Aim — Reproduce the opinion piece on mainstream country music word for word, from "What do Sugarland, Rascal" to "women, and trucks.".

[Begin Reading passage]

Monday, September 6, 2010

Invasion of the Music Snatchers: An Opinion on Mainstream Country Music

What do Sugarland, Rascal Flatts, Lady Antebellum, Taylor Swift, and Carrie Underwood have in common? They're all impostors. Somehow these folks, and many many others, slowly and quietly infiltrated our radio stations and took over the airwaves. It's an invasion that's taken decades, but they've finally conquered, and the world is theirs.

The internet is rife with websites and forums devoted to uncovering the mystical secret behind “why country music sucks”. Unfortunately, most people who put down modern mainstream country music end up sounding like old men unwilling to accept change, who only listen to Hank Williams, and who only consider a song 'country' if a wailing steel guitar can be heard behind a southern accent singing about beer, women, and trucks.

Well I'm not a closed-minded country fan. I do like Hank Williams, but I also like a plethora of other singers, bands, and genres. I listen to classical music, swing, country, rock 'n' roll, hard rock, soft rock, indie rock, folk, bluegrass, blues, jazz, and the list goes on and on. One thing I cannot put up with, however, is fake music with fake emotions sung by fake people who neither wrote their own music nor their own lyrics, and rarely even play the instruments on their own albums.

When someone writes a song, they are calling upon their own experiences and their own feelings. When they perform that song, they know exactly how they feel. One of the biggest problems with bands who don't have anything to do with the creative process is that they're singing and playing someone else's thoughts and feelings, and 99% of the time, it is incredibly apparent. Watch them as they squint their eyes, and lift their hands in the air or place it over their heart just to try and portray some emotion to the audience that they're really not feeling at all. It's pathetic.

[End Reading passage]
[Begin Given entries]

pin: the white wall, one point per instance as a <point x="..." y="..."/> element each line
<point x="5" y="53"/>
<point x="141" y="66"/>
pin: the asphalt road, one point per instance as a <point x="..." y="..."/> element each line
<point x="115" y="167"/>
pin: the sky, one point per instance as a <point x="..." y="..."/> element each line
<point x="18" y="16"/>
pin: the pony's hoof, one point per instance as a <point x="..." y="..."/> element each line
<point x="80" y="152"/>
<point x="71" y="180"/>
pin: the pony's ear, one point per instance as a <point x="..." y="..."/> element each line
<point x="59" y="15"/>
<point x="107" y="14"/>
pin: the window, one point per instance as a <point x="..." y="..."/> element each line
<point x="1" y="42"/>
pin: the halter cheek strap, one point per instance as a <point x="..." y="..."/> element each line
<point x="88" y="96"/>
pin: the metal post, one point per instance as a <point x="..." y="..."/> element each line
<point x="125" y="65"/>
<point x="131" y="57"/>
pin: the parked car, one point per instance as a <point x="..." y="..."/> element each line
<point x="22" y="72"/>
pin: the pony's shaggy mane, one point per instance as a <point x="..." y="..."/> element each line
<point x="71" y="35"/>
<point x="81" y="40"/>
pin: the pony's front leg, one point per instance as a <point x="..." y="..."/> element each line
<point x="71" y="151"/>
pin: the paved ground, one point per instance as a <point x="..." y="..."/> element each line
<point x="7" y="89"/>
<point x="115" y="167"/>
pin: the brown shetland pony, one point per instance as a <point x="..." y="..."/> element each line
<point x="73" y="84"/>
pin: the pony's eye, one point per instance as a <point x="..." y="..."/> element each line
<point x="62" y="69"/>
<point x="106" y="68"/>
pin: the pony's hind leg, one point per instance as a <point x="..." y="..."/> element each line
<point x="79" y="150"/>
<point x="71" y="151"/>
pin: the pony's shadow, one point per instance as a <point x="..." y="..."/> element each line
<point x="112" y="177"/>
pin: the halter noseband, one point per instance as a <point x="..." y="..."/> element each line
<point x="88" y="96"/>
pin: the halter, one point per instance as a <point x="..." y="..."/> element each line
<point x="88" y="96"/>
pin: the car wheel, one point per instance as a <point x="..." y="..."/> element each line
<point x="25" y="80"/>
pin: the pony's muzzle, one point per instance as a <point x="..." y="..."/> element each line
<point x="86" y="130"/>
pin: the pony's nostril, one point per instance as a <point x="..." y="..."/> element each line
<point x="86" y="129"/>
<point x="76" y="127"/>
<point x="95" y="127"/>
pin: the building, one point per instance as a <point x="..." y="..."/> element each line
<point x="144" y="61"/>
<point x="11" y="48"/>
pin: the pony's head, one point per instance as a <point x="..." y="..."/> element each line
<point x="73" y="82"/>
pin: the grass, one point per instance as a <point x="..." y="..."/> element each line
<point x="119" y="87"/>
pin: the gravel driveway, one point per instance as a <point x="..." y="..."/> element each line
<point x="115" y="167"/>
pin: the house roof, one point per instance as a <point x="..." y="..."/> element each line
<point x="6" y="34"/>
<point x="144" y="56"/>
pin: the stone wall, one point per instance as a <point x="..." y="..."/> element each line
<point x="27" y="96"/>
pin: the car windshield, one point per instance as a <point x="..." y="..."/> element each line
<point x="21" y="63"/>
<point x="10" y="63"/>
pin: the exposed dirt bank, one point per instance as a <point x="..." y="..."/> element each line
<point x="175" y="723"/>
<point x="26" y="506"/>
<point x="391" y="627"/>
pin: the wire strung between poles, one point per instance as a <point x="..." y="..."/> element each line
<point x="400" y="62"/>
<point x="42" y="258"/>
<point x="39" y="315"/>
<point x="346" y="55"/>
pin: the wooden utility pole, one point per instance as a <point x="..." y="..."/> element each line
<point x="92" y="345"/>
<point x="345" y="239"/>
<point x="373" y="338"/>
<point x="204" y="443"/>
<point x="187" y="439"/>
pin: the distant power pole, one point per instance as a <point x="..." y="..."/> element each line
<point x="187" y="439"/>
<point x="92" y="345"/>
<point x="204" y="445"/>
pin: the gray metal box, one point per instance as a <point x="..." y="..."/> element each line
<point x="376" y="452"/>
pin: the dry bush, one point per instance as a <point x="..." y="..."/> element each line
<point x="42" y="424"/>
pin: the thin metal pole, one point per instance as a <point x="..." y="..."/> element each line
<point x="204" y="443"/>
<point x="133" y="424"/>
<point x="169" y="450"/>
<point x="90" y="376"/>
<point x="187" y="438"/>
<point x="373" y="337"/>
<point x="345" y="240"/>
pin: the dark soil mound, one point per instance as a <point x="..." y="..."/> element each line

[End Given entries]

Written reply —
What do Sugarland, Rascal Flatts, Lady Antebellum, Taylor Swift, and Carrie Underwood have in common? They're all impostors. Somehow these folks, and many many others, slowly and quietly infiltrated our radio stations and took over the airwaves. It's an invasion that's taken decades, but they've finally conquered, and the world is theirs.

The internet is rife with websites and forums devoted to uncovering the mystical secret behind “why country music sucks”. Unfortunately, most people who put down modern mainstream country music end up sounding like old men unwilling to accept change, who only listen to Hank Williams, and who only consider a song 'country' if a wailing steel guitar can be heard behind a southern accent singing about beer, women, and trucks.